• WORK INSTRUCTIONS: Please return all of the data below word for word, keeping every line unchanged.

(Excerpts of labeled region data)
·····
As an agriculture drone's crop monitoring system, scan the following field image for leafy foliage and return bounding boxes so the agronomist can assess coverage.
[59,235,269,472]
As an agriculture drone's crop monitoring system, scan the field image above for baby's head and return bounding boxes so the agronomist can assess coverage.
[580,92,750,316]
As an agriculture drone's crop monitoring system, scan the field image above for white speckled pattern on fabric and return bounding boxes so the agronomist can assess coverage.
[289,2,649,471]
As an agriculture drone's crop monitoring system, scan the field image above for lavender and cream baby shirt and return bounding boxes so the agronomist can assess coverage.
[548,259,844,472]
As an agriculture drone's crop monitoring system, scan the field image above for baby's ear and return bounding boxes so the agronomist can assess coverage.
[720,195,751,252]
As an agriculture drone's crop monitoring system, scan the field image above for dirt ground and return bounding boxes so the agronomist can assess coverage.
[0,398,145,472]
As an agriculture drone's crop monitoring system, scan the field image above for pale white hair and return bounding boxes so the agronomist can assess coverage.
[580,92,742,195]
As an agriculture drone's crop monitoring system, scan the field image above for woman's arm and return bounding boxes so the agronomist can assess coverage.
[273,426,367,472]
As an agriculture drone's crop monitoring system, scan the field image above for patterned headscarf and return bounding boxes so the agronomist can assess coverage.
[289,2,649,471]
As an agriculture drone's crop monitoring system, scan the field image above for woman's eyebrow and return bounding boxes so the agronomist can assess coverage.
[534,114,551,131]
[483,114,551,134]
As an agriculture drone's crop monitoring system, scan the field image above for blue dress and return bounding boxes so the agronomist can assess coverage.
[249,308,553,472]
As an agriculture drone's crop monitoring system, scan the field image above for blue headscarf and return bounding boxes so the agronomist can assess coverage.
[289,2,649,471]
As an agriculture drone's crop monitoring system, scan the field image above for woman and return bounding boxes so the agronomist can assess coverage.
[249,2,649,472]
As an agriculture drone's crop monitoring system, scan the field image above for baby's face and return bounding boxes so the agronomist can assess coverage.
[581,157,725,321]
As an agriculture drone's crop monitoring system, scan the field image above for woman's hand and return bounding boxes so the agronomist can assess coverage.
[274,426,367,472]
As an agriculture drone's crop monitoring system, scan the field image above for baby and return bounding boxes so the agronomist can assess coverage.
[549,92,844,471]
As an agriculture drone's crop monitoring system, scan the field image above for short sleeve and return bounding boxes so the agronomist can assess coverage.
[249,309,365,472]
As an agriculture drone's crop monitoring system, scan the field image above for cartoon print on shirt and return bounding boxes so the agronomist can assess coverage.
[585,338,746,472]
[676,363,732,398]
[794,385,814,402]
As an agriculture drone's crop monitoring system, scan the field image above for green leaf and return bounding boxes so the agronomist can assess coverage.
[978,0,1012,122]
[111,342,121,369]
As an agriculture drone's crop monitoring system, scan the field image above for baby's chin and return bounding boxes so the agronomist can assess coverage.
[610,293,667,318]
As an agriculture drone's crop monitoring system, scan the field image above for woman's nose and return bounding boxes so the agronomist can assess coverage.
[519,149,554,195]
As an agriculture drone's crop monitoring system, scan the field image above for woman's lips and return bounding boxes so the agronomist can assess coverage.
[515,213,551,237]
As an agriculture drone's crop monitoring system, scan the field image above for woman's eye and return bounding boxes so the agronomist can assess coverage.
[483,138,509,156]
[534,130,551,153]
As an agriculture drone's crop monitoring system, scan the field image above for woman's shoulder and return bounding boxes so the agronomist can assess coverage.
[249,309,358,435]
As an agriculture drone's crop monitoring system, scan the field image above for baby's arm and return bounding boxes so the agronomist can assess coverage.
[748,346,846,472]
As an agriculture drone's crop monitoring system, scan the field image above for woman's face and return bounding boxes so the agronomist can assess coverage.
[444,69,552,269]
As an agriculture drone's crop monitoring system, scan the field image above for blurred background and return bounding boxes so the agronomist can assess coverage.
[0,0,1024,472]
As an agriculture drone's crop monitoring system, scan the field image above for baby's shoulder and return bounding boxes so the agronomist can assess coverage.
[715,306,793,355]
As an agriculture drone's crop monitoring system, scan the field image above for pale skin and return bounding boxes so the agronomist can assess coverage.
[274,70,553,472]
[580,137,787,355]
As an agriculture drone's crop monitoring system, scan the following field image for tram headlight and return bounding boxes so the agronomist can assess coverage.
·····
• RESULT OF THE EXERCISE:
As an agriculture drone's crop monitoring system, scan the following field image for leafy foliage and return bounding boxes so the agronomist can assess coverage.
[59,235,269,472]
As an agriculture drone's crop monitoring system, scan the field image above for baby's head and return bounding boxes so the agronomist can assess coverage.
[580,92,750,316]
As an agriculture drone's crop monitoring system, scan the field image above for white speckled pattern on fabric and return bounding boxes so the agronomist can assess coverage.
[289,2,649,471]
As an agriculture drone's crop monitoring system, scan the field image above for lavender and cream baby shirt and return bounding boxes so the agronomist can assess coverage.
[548,259,844,472]
As an agriculture drone's crop monitoring system, scan the field image above for baby's ear and return bounding boxes so the agronomist can assess coverage.
[720,195,751,252]
As an agriculture drone's crop monitoring system, scan the field image above for dirt ground and return bounding boxes so the agronomist can assess coverage.
[0,398,145,472]
As an agriculture drone's crop monitoring system, scan the field image above for pale white hair and return bounding boxes so the agronomist can assess coverage.
[580,92,742,195]
As an agriculture drone's crop monitoring system, scan the field image above for woman's arm and return bounding boxes so the agronomist can assess coverage.
[273,426,367,472]
As an agriculture drone's crop monitoring system, scan the field image above for patterned headscarf and return bounding boxes so the agronomist can assess coverage.
[289,2,649,471]
As an agriculture drone's crop monitoring system, scan the field image above for woman's eyebrow and return bounding boxes so the agronomist can assess coverage.
[534,114,551,131]
[483,114,551,134]
As an agriculture drone's crop monitoring system, scan the field image above for blue dress and return bounding boxes so the agronomist can assess coverage.
[249,308,553,472]
As an agriculture drone's crop monitoring system, scan the field image above for blue headscarf and return bounding boxes so the agronomist can assess coverage.
[289,2,649,471]
As an agriculture drone's crop monitoring system, scan the field image above for woman and return bounding boxes so the agronomist can assess coverage.
[249,2,649,472]
As an agriculture drone's crop monitoring system, scan the field image above for baby's face and return bounding boxes so the agronomist can assess coverage.
[581,157,725,321]
As an agriculture drone's crop monitoring system, scan the field image above for woman's hand and return bounding boxes so the agronomist can assess coverage.
[274,426,367,472]
As an agriculture drone's crop monitoring system, scan the field image above for baby and return bounding boxes so the agronomist can assess coverage.
[549,92,844,471]
As an agriculture drone's crop monitoring system, scan the field image above for short sleeve and return bounding boxes so the agronomist can assess coverage.
[249,309,365,472]
As an agriculture drone's crop monitoring system, scan the field image above for cartoon print on shirt and return bounding boxes so the agronomist can assess coverage.
[585,338,746,472]
[676,363,732,398]
[794,385,814,402]
As an agriculture drone's crop monitoring system, scan the field image above for green leaf and return bounding boxes so the agronomist can assess coverage.
[978,0,1012,122]
[111,342,121,369]
As an agriculture drone's crop monitoring system, scan the field image above for baby's chin and return bounding boxes so the agronomist can assess coverage.
[610,293,667,318]
As an agriculture drone's crop monitoring system, scan the field image above for woman's nose and return bounding boxes so the agronomist can assess coverage.
[519,149,554,195]
As an agriculture drone's crop monitoring system, scan the field image above for woman's lips and return bounding boxes so the agronomist can assess coverage.
[515,213,551,237]
As an agriculture drone's crop monitoring system, scan the field image above for woman's eye and return bounding boxes so the agronomist can assess coverage.
[483,138,509,156]
[534,130,551,153]
As an agriculture drone's crop monitoring system, scan the field image above for woman's shoulder and return bounding boxes so the agronomist can assess coverage.
[249,309,358,435]
As an agriculture drone's crop monitoring system, scan the field image above for baby's arm and return bounding boxes so the agronomist can assess coverage.
[748,346,846,472]
As an agriculture drone's crop monitoring system, scan the field image above for woman's face and return bounding boxes so the agronomist can assess coverage.
[444,69,552,269]
As an agriculture drone's crop monitoring system, scan the field image above for blurred background and return bounding boxes so the agronomist can assess coverage.
[0,0,1024,472]
As an agriculture drone's crop monitoring system, scan the field image above for baby's shoulder and return bounding boxes so the agronomist can assess coverage.
[715,306,793,355]
As an agriculture drone's crop monitoring system, scan the field image above for pale skin and return bounding boxes so the agronomist can assess coverage.
[274,70,553,472]
[580,137,787,355]
As an agriculture drone's crop monitoring system, scan the following field image for tram headlight and return bounding boxes so the agronomist can assess coverage.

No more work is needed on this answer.